Supplied entries:
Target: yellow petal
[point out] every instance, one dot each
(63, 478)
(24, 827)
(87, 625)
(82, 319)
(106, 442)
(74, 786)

==

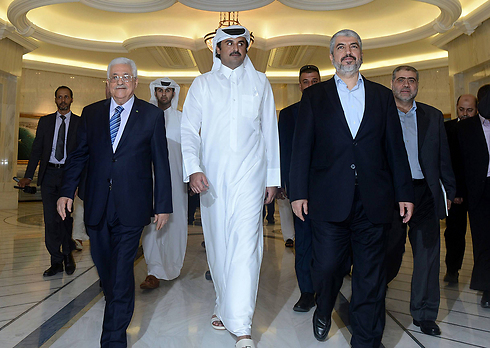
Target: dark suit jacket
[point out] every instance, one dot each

==

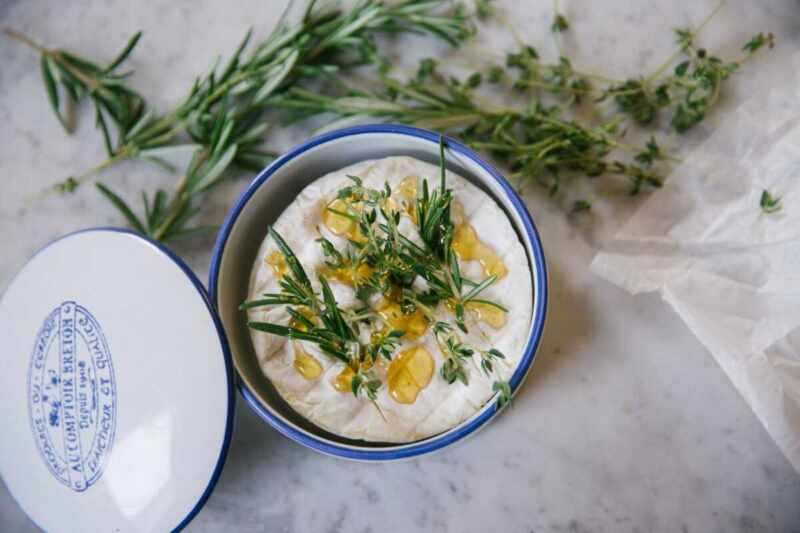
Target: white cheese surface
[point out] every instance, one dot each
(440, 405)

Problem details:
State how many lines in the records above contain the word "Target", giving only the number.

Solution for this exercise:
3